Data provided:

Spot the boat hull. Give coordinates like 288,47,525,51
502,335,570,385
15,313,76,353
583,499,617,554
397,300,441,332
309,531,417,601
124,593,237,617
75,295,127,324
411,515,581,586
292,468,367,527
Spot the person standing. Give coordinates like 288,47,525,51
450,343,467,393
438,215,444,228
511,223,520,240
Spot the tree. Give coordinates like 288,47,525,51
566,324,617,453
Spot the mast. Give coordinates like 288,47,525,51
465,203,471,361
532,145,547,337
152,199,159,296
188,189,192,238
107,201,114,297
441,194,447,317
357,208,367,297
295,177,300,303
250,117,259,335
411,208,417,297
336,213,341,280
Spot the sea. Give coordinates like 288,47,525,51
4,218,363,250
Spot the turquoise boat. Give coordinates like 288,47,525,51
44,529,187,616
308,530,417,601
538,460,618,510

Work to be completed:
The expected answer is the lines from the one containing "Spot the turquoise" through the end of the material, reproduced exactly with both ends kept.

Completed task:
Spot the turquoise boat. Give coordinates like 288,47,525,51
44,529,187,616
308,530,417,601
538,460,618,510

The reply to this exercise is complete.